→ DATASET ENTRIES
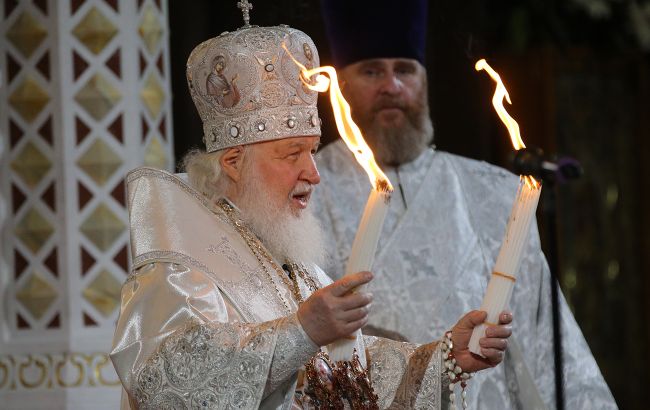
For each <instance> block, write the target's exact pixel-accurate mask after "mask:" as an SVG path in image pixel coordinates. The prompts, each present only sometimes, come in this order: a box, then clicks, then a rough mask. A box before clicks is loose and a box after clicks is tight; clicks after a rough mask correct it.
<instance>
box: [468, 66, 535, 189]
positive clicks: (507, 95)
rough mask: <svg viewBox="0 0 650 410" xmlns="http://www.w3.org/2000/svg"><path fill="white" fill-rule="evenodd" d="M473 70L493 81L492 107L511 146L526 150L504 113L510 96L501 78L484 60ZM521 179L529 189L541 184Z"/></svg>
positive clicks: (513, 120) (507, 90) (521, 140)
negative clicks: (494, 87) (480, 71)
mask: <svg viewBox="0 0 650 410" xmlns="http://www.w3.org/2000/svg"><path fill="white" fill-rule="evenodd" d="M474 68H475V69H476V71H481V70H485V71H486V72H487V73H488V74H489V75H490V77H492V80H494V82H495V83H496V89H495V90H494V96H493V97H492V105H493V106H494V109H495V110H496V112H497V114H498V115H499V118H500V119H501V121H502V122H503V124H504V125H505V126H506V128H507V129H508V134H510V140H511V141H512V146H513V147H514V148H515V150H517V151H518V150H520V149H522V148H526V145H525V144H524V141H523V140H522V139H521V134H520V133H519V124H517V121H515V119H514V118H512V117H511V116H510V114H508V111H506V109H505V107H504V106H503V100H504V99H505V100H506V101H508V104H511V105H512V101H510V95H509V94H508V90H506V86H505V85H503V81H501V76H499V73H497V72H496V71H494V69H493V68H492V67H490V65H489V64H488V63H487V61H485V59H484V58H482V59H480V60H478V61H477V62H476V65H475V66H474ZM523 179H524V182H525V183H526V185H527V186H528V187H529V188H531V189H533V188H534V189H537V188H539V187H540V186H541V184H540V183H539V182H538V181H537V180H536V179H535V178H533V177H532V176H530V175H526V176H524V177H523Z"/></svg>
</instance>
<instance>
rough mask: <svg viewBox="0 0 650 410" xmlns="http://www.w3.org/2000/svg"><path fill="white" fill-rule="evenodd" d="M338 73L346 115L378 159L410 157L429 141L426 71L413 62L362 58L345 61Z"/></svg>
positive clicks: (395, 59) (390, 58) (419, 63)
mask: <svg viewBox="0 0 650 410" xmlns="http://www.w3.org/2000/svg"><path fill="white" fill-rule="evenodd" d="M340 74H341V78H342V79H343V94H344V96H345V98H346V99H347V100H348V102H349V103H350V106H351V107H352V116H353V118H354V120H355V121H356V122H357V123H358V124H359V126H360V127H361V130H362V131H363V132H364V135H365V136H366V139H367V140H368V143H369V144H370V146H371V148H372V149H373V151H375V156H376V157H377V159H378V160H379V161H380V162H382V163H384V164H389V165H399V164H401V163H404V162H408V161H411V160H413V159H414V158H415V157H416V156H417V155H418V154H419V153H420V152H421V151H422V150H423V149H424V148H425V147H426V146H427V145H428V144H429V143H430V142H431V139H432V137H433V127H432V125H431V119H430V118H429V106H428V101H427V82H426V71H425V69H424V67H423V66H422V65H421V64H420V63H419V62H417V61H416V60H412V59H406V58H381V59H371V60H363V61H360V62H357V63H354V64H350V65H348V66H346V67H345V68H343V69H342V70H341V72H340Z"/></svg>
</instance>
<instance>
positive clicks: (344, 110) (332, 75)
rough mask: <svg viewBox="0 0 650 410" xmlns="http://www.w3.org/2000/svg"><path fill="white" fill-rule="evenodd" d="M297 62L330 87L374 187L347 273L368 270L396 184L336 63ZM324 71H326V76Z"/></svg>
mask: <svg viewBox="0 0 650 410" xmlns="http://www.w3.org/2000/svg"><path fill="white" fill-rule="evenodd" d="M285 49H286V47H285ZM288 51H289V50H287V52H288ZM292 58H293V57H292ZM294 62H295V63H296V64H297V65H298V66H299V67H300V68H301V75H302V77H303V80H304V82H305V85H306V86H307V87H309V88H311V89H312V90H315V91H319V92H324V91H327V90H328V89H329V91H330V102H331V104H332V109H333V110H334V120H335V121H336V127H337V129H338V131H339V134H341V138H343V141H345V143H346V145H347V146H348V148H349V149H350V151H351V152H352V153H353V154H354V156H355V158H356V160H357V162H358V163H359V165H361V166H362V167H363V169H364V170H365V171H366V173H367V174H368V178H369V179H370V183H371V184H372V187H373V188H372V191H370V195H369V196H368V202H366V208H365V209H364V211H363V215H362V217H361V222H360V223H359V228H358V229H357V234H356V236H355V237H354V242H353V243H352V249H351V251H350V257H349V259H348V264H347V266H346V269H345V274H346V275H350V274H353V273H356V272H361V271H369V270H370V269H371V268H372V261H373V259H374V258H375V251H376V250H377V243H378V242H379V235H380V234H381V228H382V227H383V225H384V218H385V217H386V213H387V212H388V203H389V201H390V194H391V192H392V191H393V187H392V185H391V183H390V181H389V180H388V178H387V177H386V175H385V174H384V173H383V171H382V170H381V168H379V165H378V164H377V162H376V161H375V157H374V155H373V153H372V150H371V149H370V147H369V146H368V144H366V141H365V140H364V139H363V135H362V134H361V130H360V129H359V127H358V126H357V124H355V122H354V121H353V120H352V114H351V110H350V105H349V104H348V102H347V101H345V98H343V93H342V92H341V88H340V87H339V83H338V77H337V75H336V70H334V67H329V66H325V67H317V68H313V69H311V70H307V69H306V68H305V66H303V65H302V64H300V63H299V62H298V61H297V60H295V59H294ZM322 73H325V74H327V76H325V75H323V74H322ZM357 290H358V289H356V290H355V291H357ZM360 337H361V331H357V332H355V334H353V335H350V336H349V337H348V338H345V339H342V340H339V341H336V342H334V343H332V344H330V345H328V346H327V350H328V353H329V356H330V359H331V360H332V361H334V362H337V361H339V360H351V359H352V355H353V353H354V348H355V346H356V340H357V339H358V338H360ZM358 353H359V358H360V359H361V363H365V352H358Z"/></svg>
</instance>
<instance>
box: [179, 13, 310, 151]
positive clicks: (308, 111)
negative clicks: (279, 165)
mask: <svg viewBox="0 0 650 410" xmlns="http://www.w3.org/2000/svg"><path fill="white" fill-rule="evenodd" d="M292 57H293V58H292ZM293 59H295V60H297V61H298V62H300V64H302V65H303V66H305V67H306V68H307V69H310V68H314V67H318V66H319V58H318V51H317V50H316V46H315V45H314V42H313V41H312V40H311V38H309V36H307V35H306V34H305V33H303V32H302V31H300V30H296V29H292V28H290V27H287V26H284V25H281V26H277V27H256V26H248V27H246V28H241V29H239V30H237V31H235V32H232V33H228V32H226V33H223V34H221V35H220V36H218V37H215V38H212V39H210V40H207V41H205V42H203V43H201V44H199V45H198V46H197V47H196V48H195V49H194V50H193V51H192V54H190V57H189V59H188V61H187V81H188V84H189V88H190V93H191V94H192V99H193V100H194V104H196V108H197V110H198V111H199V115H200V116H201V120H202V121H203V132H204V137H203V139H204V141H205V145H206V149H207V151H208V152H213V151H217V150H220V149H224V148H228V147H232V146H236V145H242V144H251V143H255V142H261V141H270V140H274V139H280V138H287V137H298V136H314V135H320V133H321V132H320V119H319V118H318V111H317V110H316V99H317V92H315V91H312V90H310V89H309V88H307V87H306V86H305V84H304V83H303V82H302V80H301V77H300V70H301V68H300V67H299V66H298V65H297V64H296V62H295V61H294V60H293Z"/></svg>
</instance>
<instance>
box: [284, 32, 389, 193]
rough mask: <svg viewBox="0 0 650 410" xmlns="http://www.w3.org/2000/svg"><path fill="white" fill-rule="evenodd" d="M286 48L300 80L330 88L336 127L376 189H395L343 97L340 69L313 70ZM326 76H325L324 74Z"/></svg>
mask: <svg viewBox="0 0 650 410" xmlns="http://www.w3.org/2000/svg"><path fill="white" fill-rule="evenodd" d="M282 47H283V48H284V49H285V51H286V52H287V53H288V54H289V57H291V59H292V60H293V62H294V63H295V64H296V65H297V66H298V67H300V79H301V80H302V82H303V83H304V84H305V85H306V86H307V87H308V88H309V89H311V90H314V91H318V92H325V91H327V90H328V89H329V91H330V103H331V104H332V109H333V110H334V119H335V120H336V127H337V129H338V131H339V134H340V135H341V138H343V141H345V144H346V145H347V146H348V149H349V150H350V151H352V153H353V154H354V157H355V158H356V160H357V162H358V163H359V165H361V166H362V167H363V169H364V170H365V171H366V173H367V174H368V178H370V183H371V184H372V187H373V189H375V190H378V191H384V192H392V191H393V185H392V184H391V183H390V181H389V180H388V177H387V176H386V174H384V172H383V171H382V170H381V168H380V167H379V165H378V164H377V161H375V156H374V155H373V153H372V150H371V149H370V147H369V146H368V144H367V143H366V141H365V140H364V139H363V134H362V133H361V130H360V129H359V126H357V124H356V123H355V122H354V121H353V120H352V115H351V110H350V104H348V102H347V101H346V100H345V98H344V97H343V93H342V92H341V87H340V86H339V82H338V76H337V74H336V70H335V69H334V67H332V66H322V67H316V68H313V69H307V67H305V66H304V65H302V64H301V63H300V62H299V61H298V60H296V59H295V58H294V57H293V56H292V55H291V52H289V50H288V49H287V47H286V46H285V45H284V44H283V45H282ZM323 73H324V74H326V75H324V74H323Z"/></svg>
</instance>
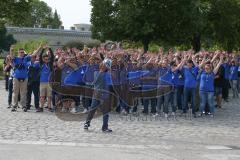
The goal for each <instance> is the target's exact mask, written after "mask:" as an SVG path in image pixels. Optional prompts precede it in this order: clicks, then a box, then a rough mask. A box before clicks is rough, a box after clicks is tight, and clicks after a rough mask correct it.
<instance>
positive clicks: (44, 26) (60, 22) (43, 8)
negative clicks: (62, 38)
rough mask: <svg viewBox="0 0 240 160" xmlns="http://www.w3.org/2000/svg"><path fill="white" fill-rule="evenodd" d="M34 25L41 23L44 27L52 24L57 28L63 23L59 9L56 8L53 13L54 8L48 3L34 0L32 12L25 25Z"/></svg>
mask: <svg viewBox="0 0 240 160" xmlns="http://www.w3.org/2000/svg"><path fill="white" fill-rule="evenodd" d="M34 25H40V26H42V27H44V28H46V27H47V25H51V26H52V28H54V29H56V28H59V26H61V25H62V22H61V20H60V16H59V15H58V13H57V11H56V10H55V12H54V13H53V12H52V8H51V7H49V6H48V4H47V3H45V2H43V1H40V0H32V2H31V10H30V14H29V15H28V18H27V20H26V21H25V26H27V27H33V26H34Z"/></svg>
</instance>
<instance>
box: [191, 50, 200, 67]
mask: <svg viewBox="0 0 240 160" xmlns="http://www.w3.org/2000/svg"><path fill="white" fill-rule="evenodd" d="M198 55H199V53H198V54H195V55H193V56H192V61H193V64H194V66H195V67H199V65H198V63H197V61H196V57H197V56H198Z"/></svg>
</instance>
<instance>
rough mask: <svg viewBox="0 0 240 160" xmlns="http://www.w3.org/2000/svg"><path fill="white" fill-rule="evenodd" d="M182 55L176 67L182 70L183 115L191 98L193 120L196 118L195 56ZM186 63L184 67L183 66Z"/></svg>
mask: <svg viewBox="0 0 240 160" xmlns="http://www.w3.org/2000/svg"><path fill="white" fill-rule="evenodd" d="M191 56H192V55H191V54H190V55H187V54H185V55H184V59H183V60H182V62H181V63H180V64H179V65H178V67H176V70H177V69H181V68H182V72H183V74H184V78H185V79H184V91H183V92H184V104H183V114H186V113H187V109H188V102H189V98H191V109H192V114H193V115H194V118H196V100H195V99H196V91H197V75H198V70H199V68H198V64H197V62H196V56H197V54H195V55H194V56H192V57H191ZM185 63H186V65H185V66H183V65H184V64H185Z"/></svg>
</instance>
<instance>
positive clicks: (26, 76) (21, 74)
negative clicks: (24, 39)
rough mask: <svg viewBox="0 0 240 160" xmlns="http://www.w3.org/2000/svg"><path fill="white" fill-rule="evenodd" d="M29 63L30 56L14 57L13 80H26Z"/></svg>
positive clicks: (27, 77)
mask: <svg viewBox="0 0 240 160" xmlns="http://www.w3.org/2000/svg"><path fill="white" fill-rule="evenodd" d="M30 61H31V56H26V57H23V58H20V57H15V58H14V59H13V66H14V72H13V78H28V66H29V62H30Z"/></svg>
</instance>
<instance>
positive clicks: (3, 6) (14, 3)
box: [0, 0, 32, 26]
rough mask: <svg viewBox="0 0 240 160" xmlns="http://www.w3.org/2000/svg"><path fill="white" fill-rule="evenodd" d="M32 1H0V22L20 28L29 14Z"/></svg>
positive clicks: (5, 0) (8, 0) (26, 18)
mask: <svg viewBox="0 0 240 160" xmlns="http://www.w3.org/2000/svg"><path fill="white" fill-rule="evenodd" d="M31 1H32V0H0V4H1V5H0V21H1V22H2V23H6V22H7V23H9V24H13V25H18V26H22V25H23V24H24V23H25V20H27V15H29V13H30V7H31V6H30V3H31Z"/></svg>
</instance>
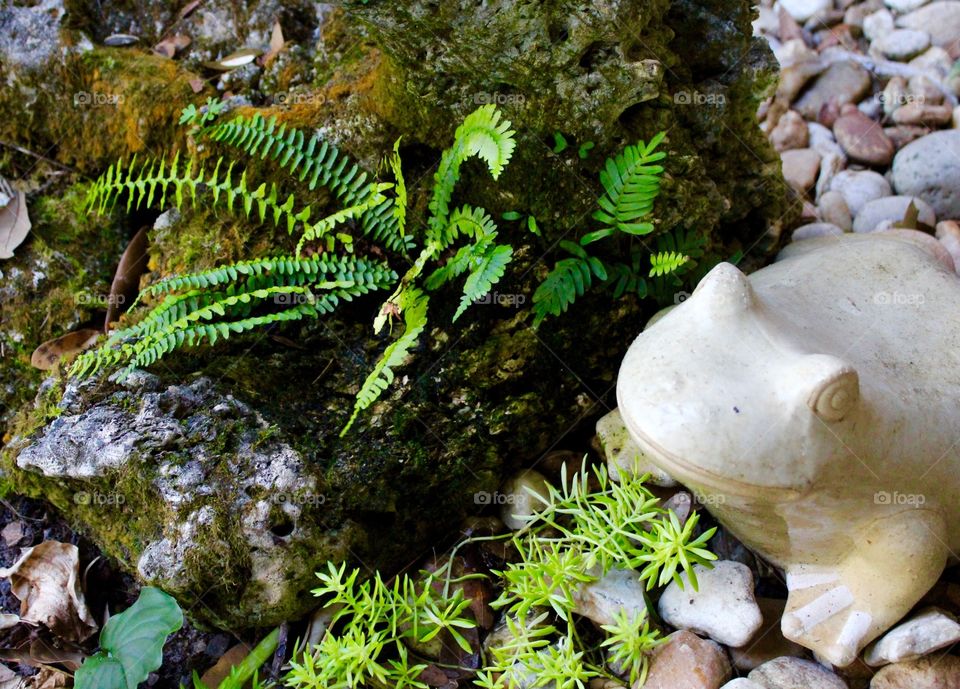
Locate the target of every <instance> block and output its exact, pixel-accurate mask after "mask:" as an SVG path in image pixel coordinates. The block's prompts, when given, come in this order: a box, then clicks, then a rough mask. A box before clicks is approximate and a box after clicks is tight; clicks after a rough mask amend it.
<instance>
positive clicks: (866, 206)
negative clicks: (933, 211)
mask: <svg viewBox="0 0 960 689" xmlns="http://www.w3.org/2000/svg"><path fill="white" fill-rule="evenodd" d="M911 202H912V203H913V204H914V205H916V208H917V211H919V217H918V220H919V221H920V222H921V223H923V224H924V225H929V226H930V227H933V226H934V225H936V224H937V218H936V214H935V213H934V212H933V209H932V208H930V205H929V204H927V203H926V202H924V201H923V200H922V199H919V198H917V197H915V196H885V197H884V198H882V199H877V200H875V201H870V202H868V203H866V204H864V206H863V208H861V209H860V212H859V213H857V215H856V217H855V218H854V219H853V231H854V232H876V231H877V230H878V229H881V228H880V225H881V224H882V223H884V222H886V221H889V222H890V223H896V222H899V221H901V220H903V218H904V215H905V214H906V212H907V208H908V207H909V206H910V203H911Z"/></svg>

→ YOUR OBJECTIVE
Every line above from the line with "positive clicks: (308, 111)" to the line with "box: [284, 32, 389, 193]", inclusive, must be returned exactly; no other line belongs in the reply.

→ ANSWER TO THE PROBLEM
positive clicks: (308, 111)
negative clicks: (279, 165)
mask: <svg viewBox="0 0 650 410" xmlns="http://www.w3.org/2000/svg"><path fill="white" fill-rule="evenodd" d="M292 57H293V58H292ZM293 59H295V60H297V61H298V62H300V64H302V65H303V66H305V67H306V68H307V69H310V68H314V67H318V66H319V58H318V51H317V50H316V46H315V45H314V42H313V41H312V40H311V38H309V36H307V35H306V34H305V33H303V32H302V31H300V30H296V29H292V28H290V27H287V26H284V25H281V26H277V27H256V26H248V27H246V28H241V29H239V30H237V31H235V32H232V33H228V32H226V33H223V34H221V35H220V36H218V37H215V38H212V39H210V40H207V41H205V42H203V43H201V44H199V45H198V46H197V47H196V48H195V49H194V50H193V51H192V54H190V57H189V59H188V61H187V81H188V84H189V88H190V93H191V94H192V99H193V100H194V104H196V108H197V110H198V111H199V115H200V116H201V120H202V121H203V132H204V137H203V139H204V141H205V145H206V149H207V151H208V152H213V151H217V150H220V149H224V148H228V147H232V146H236V145H242V144H251V143H255V142H261V141H270V140H274V139H280V138H287V137H298V136H314V135H320V133H321V132H320V119H319V118H318V111H317V110H316V99H317V92H315V91H312V90H310V89H309V88H307V87H306V86H305V84H304V83H303V82H302V80H301V77H300V70H301V68H300V67H299V66H298V65H297V64H296V62H295V61H294V60H293Z"/></svg>
</instance>
<instance>
box: [284, 32, 389, 193]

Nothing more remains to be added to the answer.